- **Vorliegender Auszug**
╭──

Meerengenvertrag – Wikipedia

Der Meerengenvertrag (auch Dardanellen-Vertrag von 1841, englisch London Straits Convention) wurde am 13. Juli 1841 in London zwischen den fünf europäischen Großmächten Russland, Großbritannien, Frankreich, Österreich und Preußen sowie dem Osmanischen Reich geschlossen.

Sultan Mehmed II. ließ nach der Eroberung von Konstantinopel im Jahr 1453 Burgen/Schlösser in Kale Sultanie und Kilid Bahr zur Bewachung der Dardanellen erbauen. Im Jahr 1658 folgte unter Mehmed IV. ca. 20 km südwestlich der alten Schlösser zum Schutz gegen die Republik Venedig der Bau der beiden Schlösser Sedil Bahr auf europäischer und Kum Kale auf asiatischer Seite.[1] Die Durchfahrt durch die Dardanellen wurde durch den Sultan verhindert und der Handel im Schwarzen Meer auf türkische Schiffe beschränkt.

Der Verlauf der Russisch-Türkischen Kriege in der zweiten Hälfte des 17. Jahrhunderts brachte für Russland unter Katharina der Großen Zugang zum Schwarzen Meer und damit Interesse an einer Passage zur Ägäis. Nachdem 1770 ein russisches Geschwader unter Admiral Elphinstone ungehindert in die Meerenge eingedrungen war, ließen die Osmanen die inzwischen verfallenen Forts wiederherstellen.[1]

Der Friede von Küçük Kaynarca (1774) brachte Russland das Recht auf ungehinderte Durchfahrt seiner Handelsschiffe durch die Dardanellen und den Bosporus. Es folgten ähnliche Verträge mit Österreich (1784), England (1799), Frankreich (1802) und Preußen (1806).[2]

Am 23. Dezember 1798 schlossen Russland und das Osmanische Reich einen auf acht Jahre befristeten Allianzvertrag gegen Frankreich, das sich zu dieser Zeit auf Ägyptischer Expedition befand. Am 5. Januar 1799 folgte ein Vertrag mit England, mit dem Ziel, die Franzosen aus Ägypten zu vertreiben und deren Levantehandel zu zerstören.[3] Damit war die Durchfahrt von Kriegsschiffen dieser Nationen nun ebenfalls erlaubt. Als am 24. September 1805 der Allianzvertrag zwischen Russland und dem Osmanischen Reich verlängert wurde, erreichte Russland die Blockade der Durchfahrt für Kriegsschiffe dritter Länder.[4] Der Vertrag mit Großbritannien wurde wegen Verhandlungen mit Frankreich (Sébastiani) als Folge der russischen Niederlage in der Schlacht bei Austerlitz am 2. Dezember 1805 nicht verlängert. Am 7. Januar 1807 erklärte die Hohe Pforte Russland den Krieg (Russisch-Türkischer Krieg (1806–1812)). Am 17. Januar erklärte der Divan den europäischen Gesandten in Konstantinopel, die Schifffahrt durch die Dardanellen zu blockieren, um jegliche Verbindung mit Russland zu verhindern. Großbritannien drohte daraufhin Konstantinopel mit einem Angriff, sollte es seine Bündnisse mit Großbritannien und Russland nicht erneuern. Die Pforte weigerte sich.[5]

1807 gelang einer britischen Flotte unter dem Kommando von Admiral Duckworth, bestehend aus acht Linienschiffen, vier Fregatten sowie mehreren Brandern und Bombardierbooten, eine verlustfreie Durchfahrt durch die Dardanellen, in deren Folge der Verband am 20. Februar vor Konstantinopel erschien.[1]

In dem am 5. Januar 1809 zwischen Großbritannien und der Hohen Pforte abgeschlossenen Friedensvertrag (Dardanellenvertrag) zum Ende des Britisch-Türkischen Krieges von 1807 hatte erstere Macht, wie schon früher, in die Forderung des Osmanischen Reiches eingewilligt, dass kein nichttürkisches Kriegsschiff in die Dardanellenstraße und in den Bosporus einlaufen dürfe.[6][1]

In einem geheimen Zusatzprotokoll zum Vertrag von Hünkâr İskelesi hatte sich Russland 1833 zusichern lassen, dass im Kriegsfall die Meerengen für feindliche Marine gesperrt würden. Dafür hatte Russland dem Osmanischen Reich militärische Hilfe zugesagt, wenn es diese anfordere.

╰──

- **Aufgabenstellung**
1. Prüfe anhand des Textes zum Meerengenvertrag, ob die folgenden Aussagen zutreffen, und belege jede Entscheidung mit dem maßgeblichen Wortlaut: (a) Der Meerengenvertrag wurde in London geschlossen. (b) Die Schlösser Sedil Bahr und Kum Kale entstanden unter Mehmed II. (c) Der Vertrag mit Großbritannien wurde 1805 verlängert.
2. Wie viele Linienschiffe gehörten laut dem Text zum Meerengenvertrag zur britischen Flotte unter Admiral Duckworth?
3. Gib aus dem Text zum Meerengenvertrag die Passage wortgetreu wieder, beginnend mit „Der Meerengenvertrag (auch“ und fortlaufend bis einschließlich „türkische Schiffe beschränkt.“.

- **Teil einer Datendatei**
╭──

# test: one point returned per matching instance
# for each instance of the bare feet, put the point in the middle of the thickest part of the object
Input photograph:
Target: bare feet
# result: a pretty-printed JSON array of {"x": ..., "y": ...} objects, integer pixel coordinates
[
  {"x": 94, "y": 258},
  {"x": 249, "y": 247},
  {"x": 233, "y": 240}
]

╰──

- **Gelöste Aufgaben**
1.
(a) Ja: „wurde am 13. Juli 1841 in London zwischen den fünf europäischen Großmächten Russland, Großbritannien, Frankreich, Österreich und Preußen sowie dem Osmanischen Reich geschlossen“
(b) Nein: „Im Jahr 1658 folgte unter Mehmed IV. ca. 20 km südwestlich der alten Schlösser zum Schutz gegen die Republik Venedig der Bau der beiden Schlösser Sedil Bahr auf europäischer und Kum Kale auf asiatischer Seite.“
(c) Nein: „Der Vertrag mit Großbritannien wurde wegen Verhandlungen mit Frankreich (Sébastiani) als Folge der russischen Niederlage in der Schlacht bei Austerlitz am 2. Dezember 1805 nicht verlängert.“

2. Acht Linienschiffe.

3.
Der Meerengenvertrag (auch Dardanellen-Vertrag von 1841, englisch London Straits Convention) wurde am 13. Juli 1841 in London zwischen den fünf europäischen Großmächten Russland, Großbritannien, Frankreich, Österreich und Preußen sowie dem Osmanischen Reich geschlossen.

Sultan Mehmed II. ließ nach der Eroberung von Konstantinopel im Jahr 1453 Burgen/Schlösser in Kale Sultanie und Kilid Bahr zur Bewachung der Dardanellen erbauen. Im Jahr 1658 folgte unter Mehmed IV. ca. 20 km südwestlich der alten Schlösser zum Schutz gegen die Republik Venedig der Bau der beiden Schlösser Sedil Bahr auf europäischer und Kum Kale auf asiatischer Seite.[1] Die Durchfahrt durch die Dardanellen wurde durch den Sultan verhindert und der Handel im Schwarzen Meer auf türkische Schiffe beschränkt.